Problem statement: Copy the listing below line for line, changing nothing.

Records held in a dataset
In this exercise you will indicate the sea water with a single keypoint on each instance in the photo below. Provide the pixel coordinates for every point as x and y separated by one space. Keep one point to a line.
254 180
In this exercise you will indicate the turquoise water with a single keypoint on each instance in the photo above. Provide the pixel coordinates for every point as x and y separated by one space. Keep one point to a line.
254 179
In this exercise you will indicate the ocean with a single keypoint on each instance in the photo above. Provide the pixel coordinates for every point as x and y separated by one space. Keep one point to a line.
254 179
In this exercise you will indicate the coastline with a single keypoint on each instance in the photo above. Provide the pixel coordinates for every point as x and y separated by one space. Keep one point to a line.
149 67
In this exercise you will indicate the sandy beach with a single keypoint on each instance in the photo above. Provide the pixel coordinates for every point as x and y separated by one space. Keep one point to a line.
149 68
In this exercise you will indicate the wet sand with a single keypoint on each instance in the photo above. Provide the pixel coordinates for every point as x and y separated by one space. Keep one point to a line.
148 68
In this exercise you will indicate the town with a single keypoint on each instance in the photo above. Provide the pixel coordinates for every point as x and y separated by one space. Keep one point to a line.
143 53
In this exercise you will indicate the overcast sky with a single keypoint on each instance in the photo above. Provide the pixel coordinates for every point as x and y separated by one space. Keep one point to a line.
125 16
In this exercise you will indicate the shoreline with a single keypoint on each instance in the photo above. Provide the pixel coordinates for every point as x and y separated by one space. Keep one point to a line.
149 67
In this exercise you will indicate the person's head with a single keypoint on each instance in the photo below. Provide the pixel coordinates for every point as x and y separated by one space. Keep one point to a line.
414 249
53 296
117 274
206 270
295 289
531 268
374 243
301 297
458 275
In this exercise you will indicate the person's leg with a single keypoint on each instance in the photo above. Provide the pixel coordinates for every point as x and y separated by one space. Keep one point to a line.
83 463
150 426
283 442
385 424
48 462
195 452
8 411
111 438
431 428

Reply to the exercise:
In this exercise you will indicate the sea water with a single keypoint on each instance in the photo below. Provide the pixel coordinates for every point as x and y separated by one space. Keep one point to a line.
254 180
In this exercise you will indicate the turquoise water with a single keypoint on each instance in the photo above. Provide the pixel coordinates for every point as x and y separated by one space. Keep one point to a line.
254 179
In this exercise you will indicate the ocean with a single keypoint on each instance in the photo above. Provide the pixel coordinates for every point as x and y separated by one space. Keep one point to a line.
254 179
In this exercise you will indicate the coastline with a single keypoint on each instance in the photo above. Provide the pixel coordinates for every point as x and y separated by one space. Keep one point to a line.
149 67
In this exercise you will indicate the sandy beach with a single keypoint on each instance in the photo above. Provide the pixel coordinates for every point as x and y separated by one space. Keep one point to a line.
149 68
In this exercise you will indicate the wet sand with a single keypoint on each instance in the photo above. Provide the pixel coordinates for every point as x and y separated by one space. Keep one point to a line.
148 68
In this exercise you will indicate the town with a single keypoint on each instance in the photo above. Provide the pixel coordinates for every point as x and y separated by one space. Keep one point to a line.
143 53
In this exercise you will indicate the overcast sky with a single keypoint on each instance in the photo above. Provide the pixel coordinates for every point as x and y separated by one space. Keep one point to a line.
125 16
In this exercise you will indicate the shoreline with a single keypoint on each instance in the photo above. Provide the pixel coordinates for every point as x and y separated by one space. Keep one point to a line.
149 67
In this exercise you will indicate the person's head with a single keypoint on each instance in the photo below. Provide the pixel coordinates for every point as x and y separated by one space. Keep one point to a line.
414 249
53 296
117 274
206 270
295 289
531 268
374 243
301 297
458 275
In this exercise you will indicate the person's leg with a single keypoint on each instance in the photo above. Provide the pixel coordinates for every point as x and y separated by one space. Keep one point to a line.
83 463
150 426
283 442
385 424
48 462
195 452
8 411
111 438
431 428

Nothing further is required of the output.